- [Selected extract]
━━━━
Re: [PATCH 2/2] Add a new sysctl knob: unprivileged_userfaultfd_user_mode_only

From: Andrea Arcangeli
Date: Wed May 20 2020 - 15:48:23 EST


Hello Kees,

On Wed, May 20, 2020 at 11:03:39AM -0700, Kees Cook wrote:
> Err, did I miss a separate 6-patch series? I can't find anything on lore.

Daniel included the link of the previous series I referred to is the
cover letter 0/2:

https://lore.kernel.org/lkml/20200211225547.235083-1-dancol@xxxxxxxxxx/

> > If you keep only 1/2, can't seccomp-bpf enforce userfaultfd to be
> > always called with flags==0x1 without requiring extra modifications in
> > the kernel?
>
> Please no. This is way too much overhead for something that a system
> owner wants to enforce globally. A sysctl is the correct option here,
> IMO. If it needs to be a per-userns sysctl, that would be fine too.

The question is who could be this system owner who prefers "2" to "0"?

per-ns I don't see the point either when all containers already run
with default policies enforcing the same behavior as if the sysctl is
set to "0".

Why exactly is it preferable to enlarge the surface of attack of the
kernel and take the risk there is a real bug in userfaultfd code (not
just a facilitation of exploiting some other kernel bug) that leads to
a privilege escalation, when you still break 99% of userfaultfd users,
if you set with option "2"?

Is the system owner really going to purely run on his systems CRIU
postcopy live migration (which already runs with CAP_SYS_PTRACE) and
nothing else that could break?

Option "2" to me looks with a single possible user, and incidentally
this single user can already enforce model "2" by only tweaking its
seccomp-bpf filters without applying 2/2. It'd be a bug if android
apps runs unprotected by seccomp regardless of 2/2.

System owners I think would be better of to stick to "0" or "1" a far
as I can tell, "2" looks a bad tradeoff as system value, with nearly
all cons of "0", but less secure than "0".

> I'd agree that patch 1 should land, as it appears to be required for any

Agreed about merging 1/2.

> further policy considerations. I'm still a big fan of a sysctl since
> this is the kind of thing I would absolutely turn on globally for all my
> systems.

The sysctl /proc/sys/kernel/unprivileged_bpf_disabled is already there
upstream and you should have already set it to "0" in all your systems
if you can cope with some app features not working.

2/2 as modified with Peter's suggestion, would add a new value "2" (in
addition of "1" and "0"), that still breaks the majority of all
possible users, just like value "0", but that gives less security than
value "0".
━━━━
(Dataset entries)
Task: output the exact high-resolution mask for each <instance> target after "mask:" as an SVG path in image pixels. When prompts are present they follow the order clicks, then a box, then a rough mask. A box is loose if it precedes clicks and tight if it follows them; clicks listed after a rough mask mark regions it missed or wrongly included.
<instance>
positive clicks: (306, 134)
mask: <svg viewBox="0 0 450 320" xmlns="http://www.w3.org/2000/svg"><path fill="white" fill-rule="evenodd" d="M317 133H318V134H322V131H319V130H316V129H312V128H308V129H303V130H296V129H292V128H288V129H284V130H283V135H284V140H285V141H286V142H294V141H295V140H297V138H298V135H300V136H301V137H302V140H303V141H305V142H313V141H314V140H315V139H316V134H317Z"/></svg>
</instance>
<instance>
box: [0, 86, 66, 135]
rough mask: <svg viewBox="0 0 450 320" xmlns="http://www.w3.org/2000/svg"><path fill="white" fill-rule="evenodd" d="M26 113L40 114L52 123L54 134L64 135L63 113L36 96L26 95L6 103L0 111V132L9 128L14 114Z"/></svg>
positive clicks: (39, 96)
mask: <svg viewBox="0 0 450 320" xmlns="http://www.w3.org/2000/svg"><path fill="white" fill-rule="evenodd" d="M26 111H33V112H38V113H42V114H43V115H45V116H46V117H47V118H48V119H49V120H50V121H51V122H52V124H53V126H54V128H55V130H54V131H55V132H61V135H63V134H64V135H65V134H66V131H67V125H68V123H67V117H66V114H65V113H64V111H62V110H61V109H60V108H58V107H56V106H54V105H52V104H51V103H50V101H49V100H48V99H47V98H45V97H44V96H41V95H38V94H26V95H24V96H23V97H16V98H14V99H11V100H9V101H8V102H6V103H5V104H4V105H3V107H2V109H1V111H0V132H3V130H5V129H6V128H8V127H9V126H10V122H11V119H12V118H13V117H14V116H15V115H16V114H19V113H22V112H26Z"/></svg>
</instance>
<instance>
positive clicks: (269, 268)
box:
━━━━
- [Task objective] Reproduce the part of the userfaultfd sysctl reply from "System owners I" to "about merging 1/2.".

- [Answer box]
System owners I think would be better of to stick to "0" or "1" a far
as I can tell, "2" looks a bad tradeoff as system value, with nearly
all cons of "0", but less secure than "0".

> I'd agree that patch 1 should land, as it appears to be required for any

Agreed about merging 1/2.